Task prompt: Can you rewrite every one of the lines between the line holding "Point to the snowy slope." and the line holding "x=110, y=138", inclusive, shifting each x and y coordinate up by 77 and leaving all other text unchanged?
++++ Entries provided
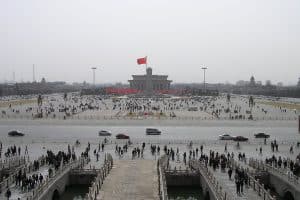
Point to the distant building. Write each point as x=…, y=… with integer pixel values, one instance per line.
x=280, y=84
x=150, y=83
x=252, y=81
x=242, y=83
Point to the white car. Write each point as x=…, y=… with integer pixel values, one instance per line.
x=225, y=137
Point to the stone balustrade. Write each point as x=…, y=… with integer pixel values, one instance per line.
x=13, y=161
x=162, y=189
x=284, y=173
x=27, y=166
x=216, y=187
x=40, y=189
x=102, y=173
x=254, y=184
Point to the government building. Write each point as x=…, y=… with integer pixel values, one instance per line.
x=149, y=83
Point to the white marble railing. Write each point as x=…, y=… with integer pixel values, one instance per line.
x=161, y=166
x=102, y=173
x=254, y=184
x=27, y=166
x=286, y=174
x=40, y=189
x=14, y=161
x=216, y=187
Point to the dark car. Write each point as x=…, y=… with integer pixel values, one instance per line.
x=15, y=133
x=152, y=131
x=122, y=136
x=261, y=135
x=240, y=139
x=104, y=133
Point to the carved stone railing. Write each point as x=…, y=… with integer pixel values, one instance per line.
x=102, y=173
x=27, y=166
x=285, y=174
x=40, y=189
x=216, y=187
x=14, y=161
x=162, y=164
x=254, y=184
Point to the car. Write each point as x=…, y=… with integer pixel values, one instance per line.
x=225, y=137
x=240, y=139
x=104, y=133
x=261, y=135
x=122, y=136
x=15, y=133
x=152, y=131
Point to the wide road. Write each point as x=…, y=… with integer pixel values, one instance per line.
x=131, y=179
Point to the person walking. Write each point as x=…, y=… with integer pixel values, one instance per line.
x=229, y=173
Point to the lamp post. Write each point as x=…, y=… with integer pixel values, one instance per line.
x=94, y=68
x=204, y=68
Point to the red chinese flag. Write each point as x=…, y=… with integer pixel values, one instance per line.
x=141, y=61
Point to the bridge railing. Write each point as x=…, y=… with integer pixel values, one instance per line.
x=285, y=173
x=27, y=167
x=162, y=182
x=102, y=173
x=12, y=162
x=216, y=186
x=40, y=189
x=254, y=184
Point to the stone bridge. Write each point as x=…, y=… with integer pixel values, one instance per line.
x=54, y=186
x=285, y=183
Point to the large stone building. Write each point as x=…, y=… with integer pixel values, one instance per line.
x=149, y=83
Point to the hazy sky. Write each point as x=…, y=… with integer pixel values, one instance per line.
x=233, y=38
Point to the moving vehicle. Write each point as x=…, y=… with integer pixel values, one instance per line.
x=226, y=137
x=122, y=136
x=15, y=133
x=240, y=139
x=104, y=133
x=152, y=131
x=261, y=135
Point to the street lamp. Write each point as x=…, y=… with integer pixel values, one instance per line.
x=204, y=68
x=94, y=68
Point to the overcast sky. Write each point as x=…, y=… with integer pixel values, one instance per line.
x=233, y=38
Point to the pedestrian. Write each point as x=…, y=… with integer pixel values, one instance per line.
x=230, y=173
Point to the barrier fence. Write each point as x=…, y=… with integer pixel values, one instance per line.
x=26, y=167
x=254, y=184
x=11, y=162
x=285, y=173
x=102, y=173
x=41, y=188
x=162, y=164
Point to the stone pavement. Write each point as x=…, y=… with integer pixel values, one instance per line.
x=16, y=191
x=130, y=180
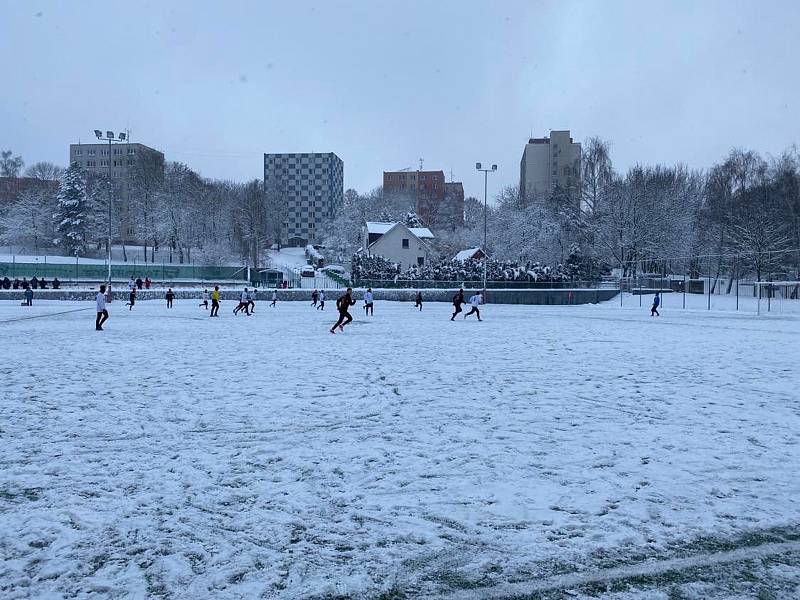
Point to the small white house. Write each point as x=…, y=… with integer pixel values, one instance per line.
x=469, y=254
x=398, y=243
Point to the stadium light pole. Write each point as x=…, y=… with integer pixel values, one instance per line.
x=110, y=137
x=478, y=167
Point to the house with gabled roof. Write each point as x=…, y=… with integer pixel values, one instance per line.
x=406, y=246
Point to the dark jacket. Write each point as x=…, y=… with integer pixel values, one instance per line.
x=345, y=302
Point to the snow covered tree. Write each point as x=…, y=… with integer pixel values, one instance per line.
x=46, y=171
x=28, y=222
x=10, y=165
x=71, y=216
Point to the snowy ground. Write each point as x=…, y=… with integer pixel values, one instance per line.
x=547, y=452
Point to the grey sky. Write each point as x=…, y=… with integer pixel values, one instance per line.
x=217, y=84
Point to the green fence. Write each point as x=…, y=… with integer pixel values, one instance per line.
x=493, y=285
x=99, y=272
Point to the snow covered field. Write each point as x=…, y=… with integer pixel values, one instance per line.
x=587, y=450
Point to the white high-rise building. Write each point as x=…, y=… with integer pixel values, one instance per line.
x=549, y=164
x=311, y=185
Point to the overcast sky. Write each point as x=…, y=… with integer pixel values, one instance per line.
x=382, y=84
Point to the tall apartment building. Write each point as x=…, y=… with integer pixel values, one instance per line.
x=119, y=161
x=438, y=203
x=311, y=185
x=550, y=163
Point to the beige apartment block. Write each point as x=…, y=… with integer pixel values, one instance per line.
x=549, y=164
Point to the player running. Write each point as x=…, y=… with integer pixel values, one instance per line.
x=131, y=299
x=475, y=300
x=102, y=312
x=458, y=300
x=343, y=305
x=368, y=303
x=242, y=304
x=215, y=302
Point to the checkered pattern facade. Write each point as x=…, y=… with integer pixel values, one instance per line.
x=312, y=187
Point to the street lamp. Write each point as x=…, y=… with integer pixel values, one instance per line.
x=485, y=196
x=110, y=137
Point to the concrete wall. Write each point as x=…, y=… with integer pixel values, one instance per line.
x=546, y=297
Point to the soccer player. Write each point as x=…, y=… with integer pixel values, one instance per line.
x=242, y=304
x=475, y=300
x=458, y=300
x=654, y=308
x=102, y=313
x=215, y=302
x=343, y=305
x=131, y=299
x=368, y=303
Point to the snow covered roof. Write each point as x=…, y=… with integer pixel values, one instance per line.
x=422, y=232
x=380, y=228
x=466, y=254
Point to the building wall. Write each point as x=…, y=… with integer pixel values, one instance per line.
x=121, y=158
x=390, y=245
x=312, y=187
x=551, y=162
x=439, y=204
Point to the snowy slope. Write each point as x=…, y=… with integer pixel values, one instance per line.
x=177, y=456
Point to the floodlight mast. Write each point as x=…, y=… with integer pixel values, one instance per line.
x=478, y=167
x=110, y=138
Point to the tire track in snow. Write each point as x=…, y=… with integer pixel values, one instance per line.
x=645, y=569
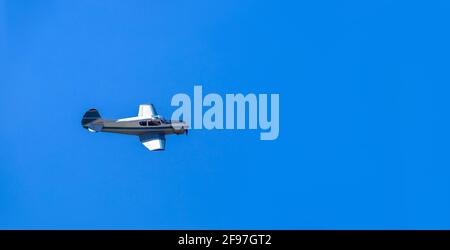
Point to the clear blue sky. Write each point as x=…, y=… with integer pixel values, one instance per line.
x=364, y=114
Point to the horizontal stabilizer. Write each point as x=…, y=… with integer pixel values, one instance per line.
x=153, y=141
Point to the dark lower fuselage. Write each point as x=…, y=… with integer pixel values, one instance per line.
x=135, y=127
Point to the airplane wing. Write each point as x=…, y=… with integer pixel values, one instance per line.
x=146, y=111
x=153, y=141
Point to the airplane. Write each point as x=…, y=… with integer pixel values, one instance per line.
x=148, y=125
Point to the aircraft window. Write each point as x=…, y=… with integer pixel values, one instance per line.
x=154, y=123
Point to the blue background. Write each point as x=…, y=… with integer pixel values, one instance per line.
x=364, y=121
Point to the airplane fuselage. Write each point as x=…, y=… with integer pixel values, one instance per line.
x=139, y=127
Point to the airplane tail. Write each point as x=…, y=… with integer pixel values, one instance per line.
x=90, y=116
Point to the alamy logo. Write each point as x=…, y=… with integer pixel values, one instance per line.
x=235, y=112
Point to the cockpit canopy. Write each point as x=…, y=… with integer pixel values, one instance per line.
x=158, y=120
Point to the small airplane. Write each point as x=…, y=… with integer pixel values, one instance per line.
x=148, y=125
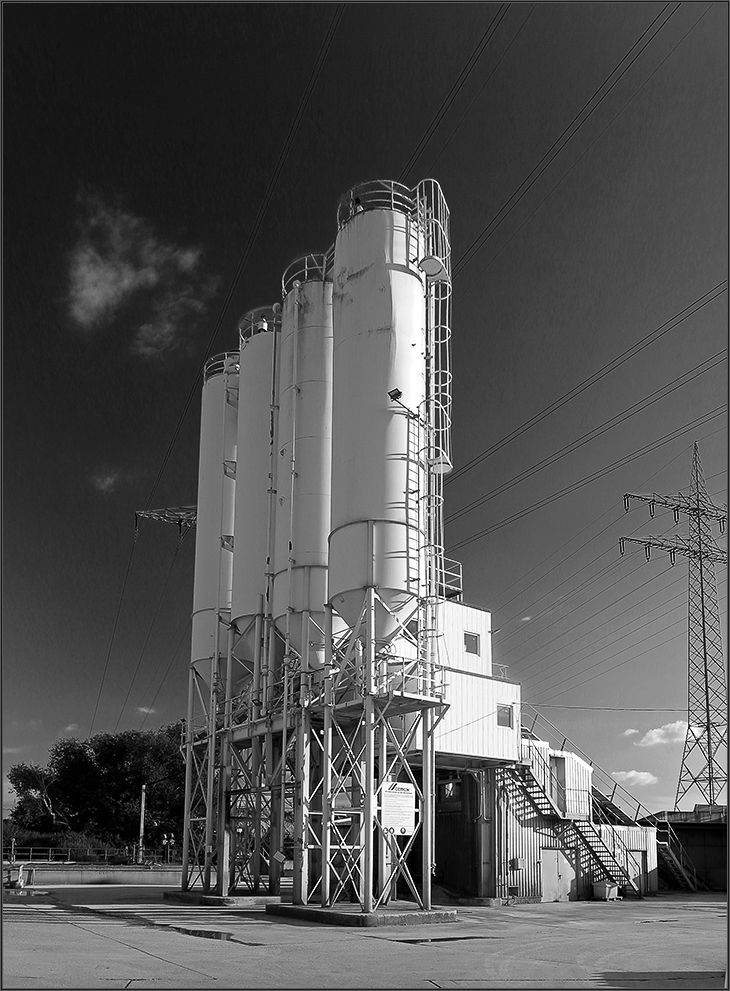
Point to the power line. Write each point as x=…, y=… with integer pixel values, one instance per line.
x=666, y=439
x=455, y=89
x=179, y=644
x=591, y=539
x=591, y=435
x=480, y=90
x=481, y=272
x=564, y=138
x=631, y=352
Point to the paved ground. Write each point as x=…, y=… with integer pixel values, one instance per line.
x=122, y=937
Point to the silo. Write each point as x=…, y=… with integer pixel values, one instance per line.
x=379, y=392
x=304, y=454
x=256, y=436
x=215, y=512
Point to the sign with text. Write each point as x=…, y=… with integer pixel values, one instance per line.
x=398, y=814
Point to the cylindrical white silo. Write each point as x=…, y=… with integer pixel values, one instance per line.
x=304, y=454
x=379, y=348
x=256, y=433
x=215, y=512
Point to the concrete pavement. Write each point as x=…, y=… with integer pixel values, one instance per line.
x=122, y=937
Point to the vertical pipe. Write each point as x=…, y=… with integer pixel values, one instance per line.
x=428, y=788
x=366, y=897
x=223, y=873
x=185, y=872
x=256, y=694
x=327, y=759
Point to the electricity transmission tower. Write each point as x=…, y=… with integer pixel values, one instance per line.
x=704, y=761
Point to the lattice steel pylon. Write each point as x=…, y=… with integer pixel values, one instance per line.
x=704, y=761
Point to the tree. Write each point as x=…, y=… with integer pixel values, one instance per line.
x=95, y=785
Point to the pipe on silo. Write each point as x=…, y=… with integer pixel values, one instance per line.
x=212, y=585
x=303, y=469
x=254, y=484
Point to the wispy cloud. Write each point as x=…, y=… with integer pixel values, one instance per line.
x=669, y=733
x=105, y=481
x=640, y=778
x=119, y=259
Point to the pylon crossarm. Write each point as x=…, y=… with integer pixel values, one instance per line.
x=681, y=503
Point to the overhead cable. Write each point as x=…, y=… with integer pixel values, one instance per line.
x=666, y=439
x=646, y=341
x=463, y=291
x=455, y=89
x=580, y=118
x=654, y=397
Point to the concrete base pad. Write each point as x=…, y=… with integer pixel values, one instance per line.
x=239, y=901
x=395, y=914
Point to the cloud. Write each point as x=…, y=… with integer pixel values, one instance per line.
x=669, y=733
x=117, y=260
x=106, y=481
x=634, y=777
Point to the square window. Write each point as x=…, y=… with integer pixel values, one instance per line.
x=504, y=715
x=471, y=643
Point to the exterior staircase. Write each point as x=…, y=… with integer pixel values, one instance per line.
x=614, y=862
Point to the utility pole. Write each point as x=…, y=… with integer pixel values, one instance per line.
x=140, y=853
x=704, y=761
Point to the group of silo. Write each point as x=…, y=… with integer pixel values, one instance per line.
x=311, y=459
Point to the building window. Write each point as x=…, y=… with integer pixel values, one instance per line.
x=471, y=643
x=504, y=715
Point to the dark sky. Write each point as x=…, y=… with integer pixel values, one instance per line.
x=584, y=160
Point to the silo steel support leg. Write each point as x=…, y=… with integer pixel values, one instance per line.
x=428, y=790
x=301, y=811
x=185, y=873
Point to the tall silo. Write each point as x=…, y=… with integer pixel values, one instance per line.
x=215, y=513
x=304, y=455
x=253, y=533
x=379, y=391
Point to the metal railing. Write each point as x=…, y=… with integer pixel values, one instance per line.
x=308, y=268
x=377, y=194
x=84, y=855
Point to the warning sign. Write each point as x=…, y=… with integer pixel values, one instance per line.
x=399, y=808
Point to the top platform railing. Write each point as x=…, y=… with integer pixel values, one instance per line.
x=259, y=320
x=377, y=194
x=308, y=268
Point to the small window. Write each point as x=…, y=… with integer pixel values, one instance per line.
x=471, y=643
x=504, y=715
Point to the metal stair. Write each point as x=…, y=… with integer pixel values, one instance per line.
x=605, y=858
x=613, y=864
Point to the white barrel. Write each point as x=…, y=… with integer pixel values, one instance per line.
x=379, y=348
x=256, y=427
x=215, y=513
x=304, y=456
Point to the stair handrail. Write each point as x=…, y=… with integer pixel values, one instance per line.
x=628, y=860
x=555, y=790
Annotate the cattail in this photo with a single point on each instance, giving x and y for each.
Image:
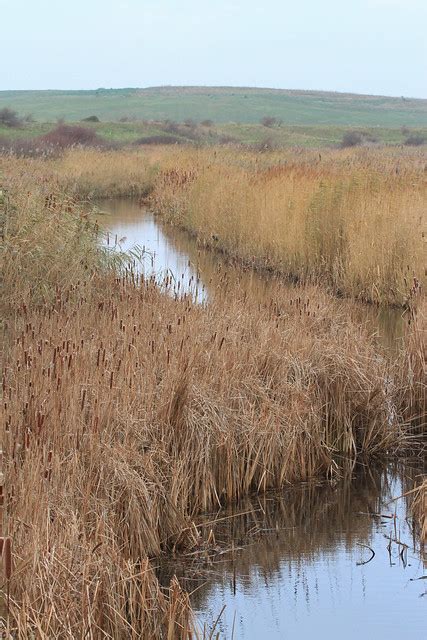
(7, 557)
++++++++
Correct answer:
Point to the snowy slope. Write each point as x=…, y=… with integer pixel values, one instance per line.
x=254, y=533
Point to the floodlight mast. Write each point as x=…, y=… with integer pixel values, one instance per line.
x=555, y=244
x=187, y=215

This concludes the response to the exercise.